---------- Listed entries ----------

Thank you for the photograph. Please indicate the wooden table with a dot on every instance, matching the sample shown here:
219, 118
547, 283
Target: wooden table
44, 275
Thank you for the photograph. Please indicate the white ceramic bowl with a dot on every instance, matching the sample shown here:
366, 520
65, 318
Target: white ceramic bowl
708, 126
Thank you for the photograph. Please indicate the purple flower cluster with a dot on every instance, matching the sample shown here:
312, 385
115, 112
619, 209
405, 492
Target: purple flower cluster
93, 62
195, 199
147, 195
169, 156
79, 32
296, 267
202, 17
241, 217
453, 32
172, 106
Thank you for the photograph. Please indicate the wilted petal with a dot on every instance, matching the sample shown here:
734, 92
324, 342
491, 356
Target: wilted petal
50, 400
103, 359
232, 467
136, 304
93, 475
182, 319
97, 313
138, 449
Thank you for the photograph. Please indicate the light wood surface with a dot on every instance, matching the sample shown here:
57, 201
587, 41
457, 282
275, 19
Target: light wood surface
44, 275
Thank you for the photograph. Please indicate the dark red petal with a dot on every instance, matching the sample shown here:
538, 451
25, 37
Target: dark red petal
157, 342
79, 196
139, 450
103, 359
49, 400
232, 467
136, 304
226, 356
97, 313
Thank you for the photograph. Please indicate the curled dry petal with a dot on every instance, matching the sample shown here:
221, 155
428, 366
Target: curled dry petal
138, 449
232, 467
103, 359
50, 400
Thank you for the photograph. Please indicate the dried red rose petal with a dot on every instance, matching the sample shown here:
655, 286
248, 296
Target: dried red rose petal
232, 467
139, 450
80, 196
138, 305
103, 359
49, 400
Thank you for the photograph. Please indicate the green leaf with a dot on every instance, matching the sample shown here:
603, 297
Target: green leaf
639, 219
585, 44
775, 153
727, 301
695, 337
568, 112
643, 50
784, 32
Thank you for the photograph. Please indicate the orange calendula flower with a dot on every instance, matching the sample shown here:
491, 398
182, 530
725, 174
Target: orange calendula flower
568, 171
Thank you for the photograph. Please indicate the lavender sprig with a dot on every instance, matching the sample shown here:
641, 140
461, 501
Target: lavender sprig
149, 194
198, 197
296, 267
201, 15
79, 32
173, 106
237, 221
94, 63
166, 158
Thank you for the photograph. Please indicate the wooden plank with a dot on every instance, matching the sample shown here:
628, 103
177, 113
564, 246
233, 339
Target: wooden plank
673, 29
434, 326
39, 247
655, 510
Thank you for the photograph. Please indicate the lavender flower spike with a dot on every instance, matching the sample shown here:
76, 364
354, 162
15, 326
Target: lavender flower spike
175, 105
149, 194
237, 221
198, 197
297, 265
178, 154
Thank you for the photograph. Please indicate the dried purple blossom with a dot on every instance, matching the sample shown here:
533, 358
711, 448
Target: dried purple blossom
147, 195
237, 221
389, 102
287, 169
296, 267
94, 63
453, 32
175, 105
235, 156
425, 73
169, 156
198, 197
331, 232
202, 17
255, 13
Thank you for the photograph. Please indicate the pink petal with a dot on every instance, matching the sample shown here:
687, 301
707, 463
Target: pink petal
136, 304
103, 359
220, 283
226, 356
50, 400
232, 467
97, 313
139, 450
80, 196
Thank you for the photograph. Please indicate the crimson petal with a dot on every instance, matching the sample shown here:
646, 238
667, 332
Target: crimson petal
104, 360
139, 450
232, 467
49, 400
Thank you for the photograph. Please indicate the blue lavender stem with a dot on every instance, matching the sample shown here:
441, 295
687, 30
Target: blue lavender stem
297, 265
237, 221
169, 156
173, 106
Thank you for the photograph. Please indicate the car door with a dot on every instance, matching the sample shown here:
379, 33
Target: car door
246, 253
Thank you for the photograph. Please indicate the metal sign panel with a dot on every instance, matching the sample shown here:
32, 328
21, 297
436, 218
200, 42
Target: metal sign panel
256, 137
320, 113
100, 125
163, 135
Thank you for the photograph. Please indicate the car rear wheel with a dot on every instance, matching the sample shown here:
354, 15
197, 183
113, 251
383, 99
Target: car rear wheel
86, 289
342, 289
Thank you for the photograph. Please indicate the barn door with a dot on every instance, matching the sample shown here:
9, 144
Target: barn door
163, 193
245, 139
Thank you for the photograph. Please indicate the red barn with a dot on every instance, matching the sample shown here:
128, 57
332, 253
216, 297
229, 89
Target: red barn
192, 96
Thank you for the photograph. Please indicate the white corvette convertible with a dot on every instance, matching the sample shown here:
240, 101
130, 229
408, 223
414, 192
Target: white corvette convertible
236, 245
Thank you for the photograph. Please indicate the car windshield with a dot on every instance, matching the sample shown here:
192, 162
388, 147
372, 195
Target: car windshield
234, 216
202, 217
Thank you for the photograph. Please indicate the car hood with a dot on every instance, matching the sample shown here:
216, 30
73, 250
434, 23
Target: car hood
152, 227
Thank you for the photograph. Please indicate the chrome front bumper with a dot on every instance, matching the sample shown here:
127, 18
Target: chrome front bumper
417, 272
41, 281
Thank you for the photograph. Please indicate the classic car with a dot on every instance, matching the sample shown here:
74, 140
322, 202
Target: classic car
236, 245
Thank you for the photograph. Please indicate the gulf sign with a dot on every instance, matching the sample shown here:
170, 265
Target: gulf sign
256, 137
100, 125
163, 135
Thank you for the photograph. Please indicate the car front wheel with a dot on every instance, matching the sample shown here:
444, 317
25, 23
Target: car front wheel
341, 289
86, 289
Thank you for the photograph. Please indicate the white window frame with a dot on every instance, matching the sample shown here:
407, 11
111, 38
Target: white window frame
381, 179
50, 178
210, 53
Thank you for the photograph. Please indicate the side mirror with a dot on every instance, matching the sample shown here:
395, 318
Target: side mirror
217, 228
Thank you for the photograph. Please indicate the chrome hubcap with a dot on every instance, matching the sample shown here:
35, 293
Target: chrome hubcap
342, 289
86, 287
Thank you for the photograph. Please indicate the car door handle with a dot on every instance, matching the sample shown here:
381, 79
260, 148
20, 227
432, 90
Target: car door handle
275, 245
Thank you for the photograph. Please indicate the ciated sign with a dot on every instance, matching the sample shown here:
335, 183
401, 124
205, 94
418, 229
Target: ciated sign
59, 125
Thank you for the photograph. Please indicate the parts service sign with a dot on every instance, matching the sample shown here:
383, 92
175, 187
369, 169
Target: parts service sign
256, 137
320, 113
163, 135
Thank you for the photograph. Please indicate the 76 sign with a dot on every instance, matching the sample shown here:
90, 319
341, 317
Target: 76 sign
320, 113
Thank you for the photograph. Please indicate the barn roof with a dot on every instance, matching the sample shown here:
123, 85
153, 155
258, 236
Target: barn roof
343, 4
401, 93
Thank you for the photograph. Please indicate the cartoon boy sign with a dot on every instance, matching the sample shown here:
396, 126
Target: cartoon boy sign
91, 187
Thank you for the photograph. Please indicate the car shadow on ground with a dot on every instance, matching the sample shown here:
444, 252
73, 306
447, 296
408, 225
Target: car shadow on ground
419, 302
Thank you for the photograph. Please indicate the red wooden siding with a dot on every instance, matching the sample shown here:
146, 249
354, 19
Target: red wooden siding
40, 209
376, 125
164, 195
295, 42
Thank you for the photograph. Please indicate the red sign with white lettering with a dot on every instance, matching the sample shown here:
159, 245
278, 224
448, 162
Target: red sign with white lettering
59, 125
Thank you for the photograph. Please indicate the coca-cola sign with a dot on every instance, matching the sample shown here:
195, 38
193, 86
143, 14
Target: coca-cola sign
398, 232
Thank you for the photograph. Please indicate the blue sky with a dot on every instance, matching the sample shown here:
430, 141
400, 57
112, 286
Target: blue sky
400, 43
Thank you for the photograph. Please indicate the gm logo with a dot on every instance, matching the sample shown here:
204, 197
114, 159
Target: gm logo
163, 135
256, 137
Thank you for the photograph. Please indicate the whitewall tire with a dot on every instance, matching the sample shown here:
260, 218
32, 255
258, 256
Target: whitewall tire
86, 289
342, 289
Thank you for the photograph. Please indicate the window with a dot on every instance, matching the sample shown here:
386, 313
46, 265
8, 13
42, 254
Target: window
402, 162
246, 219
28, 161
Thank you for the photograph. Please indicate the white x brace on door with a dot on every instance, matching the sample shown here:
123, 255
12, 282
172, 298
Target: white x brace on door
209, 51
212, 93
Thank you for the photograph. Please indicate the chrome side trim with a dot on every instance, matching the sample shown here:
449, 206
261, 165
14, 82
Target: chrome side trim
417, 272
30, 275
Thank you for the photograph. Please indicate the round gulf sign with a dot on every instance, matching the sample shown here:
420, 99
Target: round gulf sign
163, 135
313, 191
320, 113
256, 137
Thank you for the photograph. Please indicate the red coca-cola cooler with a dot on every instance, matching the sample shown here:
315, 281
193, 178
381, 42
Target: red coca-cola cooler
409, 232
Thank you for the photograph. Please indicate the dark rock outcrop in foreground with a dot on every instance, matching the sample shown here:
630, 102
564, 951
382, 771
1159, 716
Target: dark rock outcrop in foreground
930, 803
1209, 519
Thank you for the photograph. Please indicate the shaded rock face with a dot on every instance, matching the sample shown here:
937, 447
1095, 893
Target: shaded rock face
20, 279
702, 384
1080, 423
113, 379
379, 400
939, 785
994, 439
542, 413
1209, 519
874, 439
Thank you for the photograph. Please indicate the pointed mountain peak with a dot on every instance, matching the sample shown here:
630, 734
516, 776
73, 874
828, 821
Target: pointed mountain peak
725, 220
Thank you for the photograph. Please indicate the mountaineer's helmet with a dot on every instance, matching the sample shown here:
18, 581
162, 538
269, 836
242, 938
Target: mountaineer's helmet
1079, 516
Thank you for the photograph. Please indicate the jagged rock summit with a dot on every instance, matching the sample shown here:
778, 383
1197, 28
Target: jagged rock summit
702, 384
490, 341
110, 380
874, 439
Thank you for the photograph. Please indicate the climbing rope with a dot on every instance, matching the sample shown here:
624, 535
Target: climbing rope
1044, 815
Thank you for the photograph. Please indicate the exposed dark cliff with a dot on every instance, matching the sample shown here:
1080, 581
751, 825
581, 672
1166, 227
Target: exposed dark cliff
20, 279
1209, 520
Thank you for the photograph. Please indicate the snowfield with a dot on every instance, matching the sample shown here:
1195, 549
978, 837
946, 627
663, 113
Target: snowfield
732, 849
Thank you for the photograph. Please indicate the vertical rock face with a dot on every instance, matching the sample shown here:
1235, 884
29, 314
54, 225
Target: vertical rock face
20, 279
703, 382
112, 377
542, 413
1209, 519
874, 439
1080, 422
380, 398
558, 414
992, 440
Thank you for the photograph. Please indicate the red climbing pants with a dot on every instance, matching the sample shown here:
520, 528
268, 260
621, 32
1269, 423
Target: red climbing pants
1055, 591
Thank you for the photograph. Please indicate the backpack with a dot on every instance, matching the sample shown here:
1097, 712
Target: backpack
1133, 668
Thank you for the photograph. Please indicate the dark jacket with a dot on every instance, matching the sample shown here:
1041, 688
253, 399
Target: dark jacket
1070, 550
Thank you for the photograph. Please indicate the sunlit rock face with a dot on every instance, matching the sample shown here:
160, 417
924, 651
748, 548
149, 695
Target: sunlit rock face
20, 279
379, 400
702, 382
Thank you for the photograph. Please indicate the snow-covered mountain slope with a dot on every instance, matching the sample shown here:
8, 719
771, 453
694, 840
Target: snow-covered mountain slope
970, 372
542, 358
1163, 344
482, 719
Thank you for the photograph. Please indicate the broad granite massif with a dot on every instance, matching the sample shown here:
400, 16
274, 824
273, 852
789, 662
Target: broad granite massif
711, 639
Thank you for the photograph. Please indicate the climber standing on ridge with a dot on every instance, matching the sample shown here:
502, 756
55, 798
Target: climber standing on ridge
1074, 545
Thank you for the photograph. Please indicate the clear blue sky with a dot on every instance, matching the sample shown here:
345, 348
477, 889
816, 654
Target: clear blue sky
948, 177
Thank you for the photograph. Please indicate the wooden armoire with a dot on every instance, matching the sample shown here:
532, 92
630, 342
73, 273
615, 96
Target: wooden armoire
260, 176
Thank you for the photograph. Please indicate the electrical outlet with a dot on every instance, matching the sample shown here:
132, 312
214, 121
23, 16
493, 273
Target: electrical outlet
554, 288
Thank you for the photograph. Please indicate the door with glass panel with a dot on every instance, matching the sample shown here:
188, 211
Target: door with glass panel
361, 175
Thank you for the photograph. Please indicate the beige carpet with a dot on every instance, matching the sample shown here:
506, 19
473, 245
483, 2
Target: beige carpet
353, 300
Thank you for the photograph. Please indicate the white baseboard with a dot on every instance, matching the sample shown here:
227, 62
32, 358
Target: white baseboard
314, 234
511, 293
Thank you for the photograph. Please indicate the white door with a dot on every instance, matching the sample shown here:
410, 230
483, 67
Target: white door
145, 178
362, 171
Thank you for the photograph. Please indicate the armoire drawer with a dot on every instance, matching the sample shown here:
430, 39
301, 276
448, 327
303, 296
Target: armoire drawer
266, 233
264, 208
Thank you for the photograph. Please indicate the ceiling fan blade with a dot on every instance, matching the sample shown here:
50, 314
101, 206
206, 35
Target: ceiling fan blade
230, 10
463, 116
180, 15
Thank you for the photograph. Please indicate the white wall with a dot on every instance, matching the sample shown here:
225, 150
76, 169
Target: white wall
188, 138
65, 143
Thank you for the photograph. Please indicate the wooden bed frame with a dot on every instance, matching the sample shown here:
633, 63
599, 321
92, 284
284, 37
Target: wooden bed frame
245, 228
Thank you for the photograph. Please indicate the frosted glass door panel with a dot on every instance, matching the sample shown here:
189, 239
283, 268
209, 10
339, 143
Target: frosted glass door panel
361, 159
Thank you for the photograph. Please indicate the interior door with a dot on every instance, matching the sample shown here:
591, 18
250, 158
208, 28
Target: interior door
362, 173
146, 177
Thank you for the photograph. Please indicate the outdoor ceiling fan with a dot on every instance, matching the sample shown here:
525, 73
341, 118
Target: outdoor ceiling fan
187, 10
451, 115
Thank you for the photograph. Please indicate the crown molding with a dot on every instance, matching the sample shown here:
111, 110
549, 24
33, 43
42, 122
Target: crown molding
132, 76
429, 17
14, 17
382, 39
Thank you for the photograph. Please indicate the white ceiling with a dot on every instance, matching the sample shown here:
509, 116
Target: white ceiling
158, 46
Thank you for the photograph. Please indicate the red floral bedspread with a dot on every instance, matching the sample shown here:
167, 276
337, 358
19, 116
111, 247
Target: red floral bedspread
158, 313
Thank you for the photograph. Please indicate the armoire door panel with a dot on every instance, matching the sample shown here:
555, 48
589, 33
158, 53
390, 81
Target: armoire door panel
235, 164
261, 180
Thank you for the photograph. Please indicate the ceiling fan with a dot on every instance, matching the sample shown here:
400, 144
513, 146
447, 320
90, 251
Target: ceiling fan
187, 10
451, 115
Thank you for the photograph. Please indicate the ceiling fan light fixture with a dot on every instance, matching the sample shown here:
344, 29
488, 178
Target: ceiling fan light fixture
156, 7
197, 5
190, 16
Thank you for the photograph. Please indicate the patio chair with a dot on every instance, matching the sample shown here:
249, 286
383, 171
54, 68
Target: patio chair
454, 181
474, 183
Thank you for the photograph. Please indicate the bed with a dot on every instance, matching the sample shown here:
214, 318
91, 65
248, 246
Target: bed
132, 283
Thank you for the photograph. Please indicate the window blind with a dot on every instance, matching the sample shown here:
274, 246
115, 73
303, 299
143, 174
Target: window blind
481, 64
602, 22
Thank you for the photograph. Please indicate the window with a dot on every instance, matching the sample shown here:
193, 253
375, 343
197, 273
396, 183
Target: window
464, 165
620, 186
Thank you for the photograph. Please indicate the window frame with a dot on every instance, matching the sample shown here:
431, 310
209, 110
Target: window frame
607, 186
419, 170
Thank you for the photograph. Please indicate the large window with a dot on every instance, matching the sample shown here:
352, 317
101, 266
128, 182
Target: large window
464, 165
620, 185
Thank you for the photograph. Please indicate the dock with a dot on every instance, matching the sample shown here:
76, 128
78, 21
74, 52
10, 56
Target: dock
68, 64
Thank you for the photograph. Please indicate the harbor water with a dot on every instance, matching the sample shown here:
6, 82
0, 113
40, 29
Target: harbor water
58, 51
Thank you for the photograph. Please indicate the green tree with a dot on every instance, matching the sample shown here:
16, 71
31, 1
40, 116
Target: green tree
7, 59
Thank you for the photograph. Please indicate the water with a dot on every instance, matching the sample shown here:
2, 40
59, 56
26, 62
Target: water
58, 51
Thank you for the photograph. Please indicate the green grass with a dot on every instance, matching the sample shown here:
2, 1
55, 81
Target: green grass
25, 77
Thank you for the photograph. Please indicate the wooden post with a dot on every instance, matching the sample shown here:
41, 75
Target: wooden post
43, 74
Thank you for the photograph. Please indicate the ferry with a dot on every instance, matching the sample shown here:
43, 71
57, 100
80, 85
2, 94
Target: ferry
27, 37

----------

_What the task requires_
Begin with the line that contains "Thank you for the photograph. Please indicate the window frame" and end with the last line of the records; set down every line in that span exactly, and nothing else.

_Answer to the exercise_
Thank you for the photograph. Please indicate the window frame with a dot on every instance, matching the sample shown here:
431, 310
209, 110
Target: window frame
607, 186
419, 170
Thank you for the photograph. Please indicate the large window with a dot on every instance, matching the sample shown here:
352, 317
101, 266
128, 182
Target: large window
464, 165
620, 185
Thank you for the photograph. Please indicate the dock with a dot on every instance, matching the sample shown here:
76, 128
78, 21
74, 52
10, 56
Target: dock
68, 64
Thank you for the photograph. Please indicate the harbor water with a dot on every instance, matching the sample shown here:
6, 82
0, 113
40, 29
Target: harbor water
58, 51
Thank you for the photograph. Please indicate the green tree with a dot on every instance, matching the sample shown here:
16, 71
31, 1
40, 116
Target: green tree
7, 59
Thank you for the photograph. Please indicate the water with a dot on every instance, matching the sample shown here:
2, 40
59, 56
26, 62
Target: water
58, 51
Thank you for the photograph. Please indicate the green grass with a dot on every instance, matching the sample shown here:
2, 1
55, 81
Target: green grass
25, 77
Thank you for the photograph. Please indicate the wooden post with a dot on every instance, matching the sample shown here:
41, 75
Target: wooden post
43, 74
Thank you for the photograph. Please indicate the ferry with a dot on every instance, matching the sample shown here:
43, 71
57, 100
80, 85
2, 94
Target: ferry
27, 37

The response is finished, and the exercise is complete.